Work to be completed
Print the data below exactly as it stands, and keep the pictures out.

Material shown
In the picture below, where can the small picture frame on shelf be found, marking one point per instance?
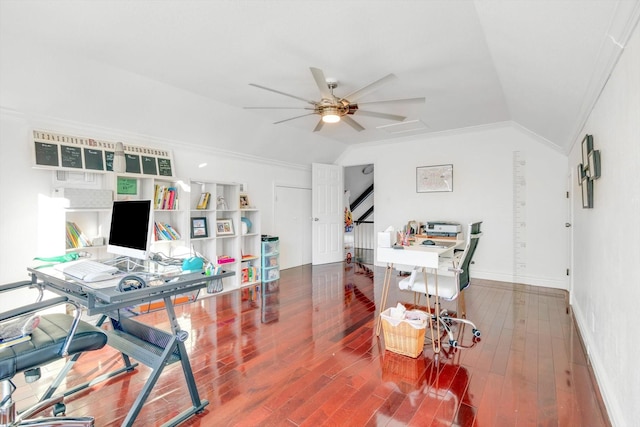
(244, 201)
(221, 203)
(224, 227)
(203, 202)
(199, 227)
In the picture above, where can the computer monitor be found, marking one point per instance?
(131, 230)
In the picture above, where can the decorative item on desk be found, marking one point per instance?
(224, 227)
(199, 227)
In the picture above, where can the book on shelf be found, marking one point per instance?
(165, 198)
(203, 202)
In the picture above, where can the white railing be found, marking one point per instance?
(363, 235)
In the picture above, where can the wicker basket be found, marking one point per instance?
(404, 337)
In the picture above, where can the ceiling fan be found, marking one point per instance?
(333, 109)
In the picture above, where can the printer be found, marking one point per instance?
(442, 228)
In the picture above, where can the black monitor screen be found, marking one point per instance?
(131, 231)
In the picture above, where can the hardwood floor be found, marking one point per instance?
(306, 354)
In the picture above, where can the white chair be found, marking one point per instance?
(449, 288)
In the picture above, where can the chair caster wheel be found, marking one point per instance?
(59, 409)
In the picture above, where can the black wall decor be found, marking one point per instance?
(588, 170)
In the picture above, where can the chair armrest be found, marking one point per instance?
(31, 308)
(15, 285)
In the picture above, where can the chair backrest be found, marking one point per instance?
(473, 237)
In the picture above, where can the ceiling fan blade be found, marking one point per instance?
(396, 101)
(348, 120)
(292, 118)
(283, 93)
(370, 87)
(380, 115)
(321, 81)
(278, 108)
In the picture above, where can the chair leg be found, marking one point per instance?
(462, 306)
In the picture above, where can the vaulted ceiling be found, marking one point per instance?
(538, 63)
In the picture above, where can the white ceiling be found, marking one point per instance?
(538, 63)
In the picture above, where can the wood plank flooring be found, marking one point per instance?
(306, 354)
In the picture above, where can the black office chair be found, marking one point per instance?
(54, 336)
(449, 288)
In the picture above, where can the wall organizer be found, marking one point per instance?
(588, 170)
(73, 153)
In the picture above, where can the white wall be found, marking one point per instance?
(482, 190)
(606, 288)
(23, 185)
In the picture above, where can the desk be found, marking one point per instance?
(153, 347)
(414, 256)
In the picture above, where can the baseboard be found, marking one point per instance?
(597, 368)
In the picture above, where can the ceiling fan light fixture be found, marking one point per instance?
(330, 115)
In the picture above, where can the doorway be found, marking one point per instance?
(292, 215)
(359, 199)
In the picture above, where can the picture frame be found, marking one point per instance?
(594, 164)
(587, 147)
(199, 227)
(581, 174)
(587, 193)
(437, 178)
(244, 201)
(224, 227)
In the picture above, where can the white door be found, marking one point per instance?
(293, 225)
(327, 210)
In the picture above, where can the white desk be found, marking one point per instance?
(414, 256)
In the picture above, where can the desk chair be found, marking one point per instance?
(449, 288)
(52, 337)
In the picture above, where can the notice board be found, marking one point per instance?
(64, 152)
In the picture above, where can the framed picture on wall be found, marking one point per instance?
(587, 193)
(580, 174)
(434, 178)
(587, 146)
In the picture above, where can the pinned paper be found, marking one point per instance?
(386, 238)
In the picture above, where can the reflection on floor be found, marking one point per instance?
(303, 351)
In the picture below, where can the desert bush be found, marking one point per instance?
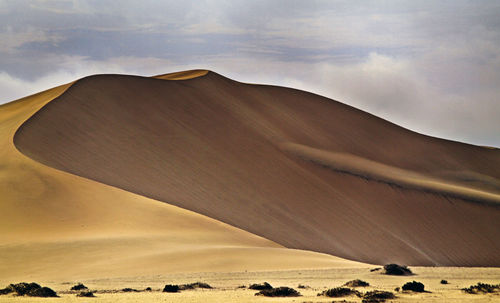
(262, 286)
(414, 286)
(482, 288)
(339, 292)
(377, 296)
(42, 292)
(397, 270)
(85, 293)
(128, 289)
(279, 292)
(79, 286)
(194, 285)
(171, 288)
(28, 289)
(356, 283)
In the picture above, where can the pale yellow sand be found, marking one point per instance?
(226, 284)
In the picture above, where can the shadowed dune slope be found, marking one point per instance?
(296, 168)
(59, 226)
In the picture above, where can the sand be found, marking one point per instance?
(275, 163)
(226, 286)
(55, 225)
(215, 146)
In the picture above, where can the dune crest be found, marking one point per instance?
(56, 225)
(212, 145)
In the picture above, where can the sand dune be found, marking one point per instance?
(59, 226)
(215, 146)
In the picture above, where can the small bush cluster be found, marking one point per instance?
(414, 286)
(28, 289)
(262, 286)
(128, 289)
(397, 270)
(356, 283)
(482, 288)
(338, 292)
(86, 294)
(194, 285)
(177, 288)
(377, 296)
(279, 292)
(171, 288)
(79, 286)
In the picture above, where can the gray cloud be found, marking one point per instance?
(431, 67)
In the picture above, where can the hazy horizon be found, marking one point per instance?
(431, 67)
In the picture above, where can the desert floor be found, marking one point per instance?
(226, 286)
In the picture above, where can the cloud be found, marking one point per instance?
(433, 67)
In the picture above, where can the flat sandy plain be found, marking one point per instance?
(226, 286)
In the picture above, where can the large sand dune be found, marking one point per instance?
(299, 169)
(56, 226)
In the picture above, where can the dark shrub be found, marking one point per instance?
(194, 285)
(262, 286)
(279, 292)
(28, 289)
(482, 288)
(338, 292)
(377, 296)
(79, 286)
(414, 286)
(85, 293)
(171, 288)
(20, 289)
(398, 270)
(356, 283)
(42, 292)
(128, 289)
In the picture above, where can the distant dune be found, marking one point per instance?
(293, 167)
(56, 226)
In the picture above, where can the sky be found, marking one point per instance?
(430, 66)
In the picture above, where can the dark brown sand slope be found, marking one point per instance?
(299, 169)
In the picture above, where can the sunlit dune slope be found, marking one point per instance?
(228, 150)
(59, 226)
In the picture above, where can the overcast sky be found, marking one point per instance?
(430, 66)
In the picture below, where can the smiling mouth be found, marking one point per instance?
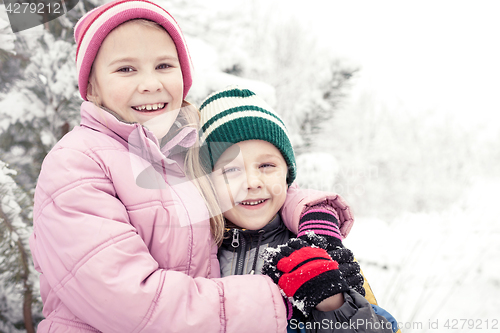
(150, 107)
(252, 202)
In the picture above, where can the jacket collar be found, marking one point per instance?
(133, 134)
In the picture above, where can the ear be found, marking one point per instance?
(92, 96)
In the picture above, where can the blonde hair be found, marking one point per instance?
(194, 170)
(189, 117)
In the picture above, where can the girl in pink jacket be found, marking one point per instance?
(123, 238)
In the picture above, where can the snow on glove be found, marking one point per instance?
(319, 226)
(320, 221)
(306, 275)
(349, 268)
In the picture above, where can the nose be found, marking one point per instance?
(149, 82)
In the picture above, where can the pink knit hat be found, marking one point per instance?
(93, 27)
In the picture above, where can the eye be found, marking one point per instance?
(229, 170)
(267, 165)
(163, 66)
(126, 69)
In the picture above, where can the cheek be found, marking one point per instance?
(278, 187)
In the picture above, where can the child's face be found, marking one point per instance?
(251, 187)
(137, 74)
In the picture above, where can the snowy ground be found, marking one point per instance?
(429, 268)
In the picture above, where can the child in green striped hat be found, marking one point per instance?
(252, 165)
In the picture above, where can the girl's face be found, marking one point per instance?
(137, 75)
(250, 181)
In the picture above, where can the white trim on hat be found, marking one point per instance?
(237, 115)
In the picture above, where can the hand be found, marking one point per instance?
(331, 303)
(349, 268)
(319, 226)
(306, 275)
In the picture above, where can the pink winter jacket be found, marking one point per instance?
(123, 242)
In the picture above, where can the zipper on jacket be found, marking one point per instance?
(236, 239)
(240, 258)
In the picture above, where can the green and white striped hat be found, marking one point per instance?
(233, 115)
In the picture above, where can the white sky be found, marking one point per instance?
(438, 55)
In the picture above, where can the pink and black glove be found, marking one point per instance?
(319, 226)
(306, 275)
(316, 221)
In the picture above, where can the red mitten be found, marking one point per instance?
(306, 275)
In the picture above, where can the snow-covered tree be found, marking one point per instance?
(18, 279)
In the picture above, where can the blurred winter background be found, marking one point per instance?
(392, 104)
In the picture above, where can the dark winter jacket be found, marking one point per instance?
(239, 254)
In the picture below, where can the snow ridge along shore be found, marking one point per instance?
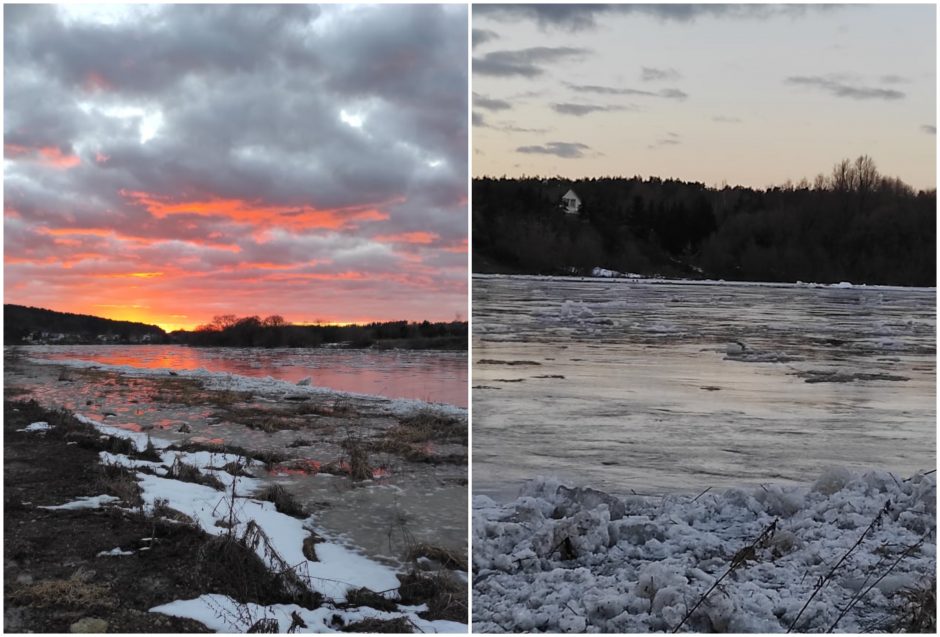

Result for this task
In the picture below, where can the small picture frame on shelf be found, marking one point per instance?
(244, 201)
(221, 203)
(224, 227)
(203, 202)
(199, 227)
In the picture above, where can the computer monitor be found, marking one point per instance?
(131, 230)
In the picture above, where can the decorative item on desk be found, marking one point per instance?
(224, 227)
(199, 227)
In the picture above, where can the book on shelf be found, marking one point per instance?
(165, 198)
(203, 202)
In the picture above, where can the white railing be found, marking one point per instance?
(363, 235)
In the picture above, where can the wicker basket be found, marking one point per instance?
(404, 337)
In the picture above, where can the ceiling fan be found, marking one point per instance?
(333, 109)
In the picture above, where can the printer be found, marking one point per instance?
(442, 228)
In the picture above, where can the black monitor screen be found, marking one point per instance?
(131, 231)
In the picture above, where can the hardwood floor be found, marking one point per instance?
(306, 354)
In the picture above, where can the white chair be found, marking one point per instance?
(449, 288)
In the picture above, where can the chair caster wheel be found, marking one point per instance?
(59, 409)
In the picture above, where can the black wall decor be found, marking one point per instance?
(588, 170)
In the picture above, where can the chair armrest be found, marking one point per instance?
(31, 308)
(15, 285)
In the picture above, where can the chair backrest be found, marking one point per instance?
(473, 237)
In the picture above, where can the ceiling fan blade be found, marking one point per instance?
(396, 101)
(348, 120)
(292, 118)
(283, 93)
(370, 87)
(380, 115)
(321, 81)
(278, 108)
In the picture above, where can the chair leg be found, marking one point per instance?
(462, 306)
In the picture above, where can the vaulted ceiling be found, marking one point per instance?
(538, 63)
In the picture above, where can the white ceiling be found, marking one point per instance?
(538, 63)
In the picture above, where can the wood plank flooring be found, marking one point per instance?
(306, 354)
In the picture above, where can the black office chair be found, marking one point per instance?
(54, 336)
(449, 288)
In the picture above, where can the wall organizer be found, marking one point per instance?
(588, 170)
(73, 153)
In the picture above, where can the white wall be found, marking one point per instance?
(482, 190)
(606, 288)
(23, 185)
In the picture above, where can the desk be found, marking one point per instance?
(153, 347)
(414, 256)
In the picture above, where can the baseboard be found, marking one point per instance?
(597, 368)
In the picture above, where can the ceiling fan light fixture be found, marking one point per instance?
(330, 115)
In the picture above, where can the doorway be found, marking one point per instance?
(292, 215)
(359, 199)
In the picture above, where can the picture frame be found, marking one point per instance?
(594, 164)
(587, 147)
(199, 227)
(581, 174)
(587, 193)
(437, 178)
(244, 201)
(224, 227)
In the picture above, where can the white door be found, marking one point per instance?
(293, 225)
(327, 210)
In the picture above, where can the white desk be found, marking one point per instance?
(414, 256)
In the picture above, where can the desk chair be found, marking one point per instance?
(449, 288)
(52, 337)
In the picture above, where can the notice board be found, marking one point per instance?
(64, 152)
In the picture above, where can the framed picture on wall be found, marking one point per instance?
(587, 193)
(580, 174)
(434, 178)
(587, 146)
In the picture above, where can the pinned paper be found, marking one point per instance?
(386, 238)
In the picture above, where can the reflection on floor be found, marking one point per instance?
(303, 351)
In the picture below, where can the desert bush be found, marking one point per instance?
(262, 286)
(414, 286)
(482, 288)
(339, 292)
(377, 296)
(42, 292)
(397, 270)
(85, 293)
(128, 289)
(279, 292)
(79, 286)
(194, 285)
(171, 288)
(28, 289)
(356, 283)
In the picture above, where can the pale yellow sand be found, marking one point per instance?
(226, 284)
In the picture above, where can the shadowed dune slope be found, marking one point per instance?
(296, 168)
(59, 226)
In the picture above, where can the sand be found, marking one point per instance?
(275, 163)
(226, 286)
(55, 225)
(215, 146)
In the picture above, where can the dune crest be found, marking one point per instance?
(56, 225)
(212, 145)
In the picture above, where can the sand dune be found, marking one point per instance?
(59, 226)
(215, 146)
In the picture above, where can the small bush cluster be found, marking one point per instance?
(414, 286)
(28, 289)
(262, 286)
(128, 289)
(397, 270)
(356, 283)
(482, 288)
(338, 292)
(86, 294)
(194, 285)
(177, 288)
(377, 296)
(279, 292)
(171, 288)
(79, 286)
In the picture above, where can the gray cloud be found, marking one point per instance?
(431, 67)
In the picture above, where can the hazy horizon be found, marking one point per instance?
(431, 67)
In the picture above, where can the desert floor be found, marking one point per instance?
(226, 286)
In the picture above, where can the cloud be found, marking one point per instance?
(433, 67)
In the picture above, where can the flat sandy plain be found, marking one point per instance?
(226, 286)
In the picture above, where can the large sand dune be found, marking one point per instance?
(299, 169)
(56, 226)
In the picture above, where can the dark shrub be found, marking one point per instance?
(194, 285)
(262, 286)
(279, 292)
(28, 289)
(482, 288)
(338, 292)
(377, 296)
(79, 286)
(414, 286)
(85, 293)
(171, 288)
(20, 289)
(398, 270)
(356, 283)
(42, 292)
(128, 289)
In the picture above, where can the distant dune be found, marking one point per instance?
(293, 167)
(56, 226)
In the picture above, where can the sky be found, marking one point per instance?
(430, 66)
In the picture above, where can the dark brown sand slope be found, marking one point per instance?
(299, 169)
In the picture above, where can the sunlit dune slope be found, marking one point per instance?
(228, 150)
(59, 226)
In the picture above, where can the overcast sky be found, marking one point per instance?
(430, 66)
In the picture below, where can the smiling mouth be found, marking one point per instance?
(150, 107)
(252, 202)
In the picture above, where can the jacket collar be found, marking one point per instance?
(133, 134)
In the picture above, where can the ear be found, marking one point per instance?
(92, 96)
In the picture above, where can the blonde hair be found, marking one point per instance?
(194, 170)
(189, 117)
In the picture above, where can the girl in pink jacket be found, marking one point per instance?
(123, 238)
In the picture above, where can the snow on glove be found, marking one point per instance?
(319, 226)
(320, 221)
(306, 275)
(349, 268)
In the picture above, where can the nose be found, marking one point per instance?
(149, 82)
In the picture above, where can the pink knit hat be found, marking one point per instance?
(93, 27)
In the picture above, where can the eye be found, marking one point per instance?
(229, 170)
(267, 165)
(163, 66)
(126, 69)
In the picture above, where can the cheek be found, marking one point per instance?
(278, 187)
In the picture above, where can the child's face be found, marking one point per instance?
(251, 187)
(137, 74)
In the picture above, where can the snowy ground be found, marking one point per instance?
(429, 268)
In the picture above, where can the child in green striped hat be found, marking one point per instance?
(252, 165)
In the picture above, where can the girl's face be found, marking one point per instance?
(137, 75)
(250, 181)
In the picture above, where can the white trim on hat be found, marking one point per instance?
(237, 115)
In the picture above, where can the hand be found, marking one point per instance?
(331, 303)
(349, 268)
(319, 226)
(306, 275)
In the picture above, where can the pink winter jacket be found, marking one point per instance?
(123, 242)
In the picture above, where can the zipper on jacket be found, marking one point per instance?
(236, 239)
(240, 258)
In the picture above, where can the green and white striped hat be found, marking one point per instance?
(233, 115)
In the picture above, where can the white sky be found, marking one point per instance?
(438, 55)
In the picture above, where can the pink and black glove be found, marking one point per instance?
(319, 226)
(306, 275)
(316, 221)
In the picture above, where can the red mitten be found, marking one point per instance?
(306, 275)
In the picture above, where can the snow-covered tree be found, marking one point per instance?
(18, 279)
In the picture above, where can the blurred winter background be found, marking one point per instance?
(392, 104)
In the picture above, where can the dark winter jacket be found, marking one point per instance?
(239, 254)
In the picture below, where can the snow ridge along shore be found, marking one point per instance?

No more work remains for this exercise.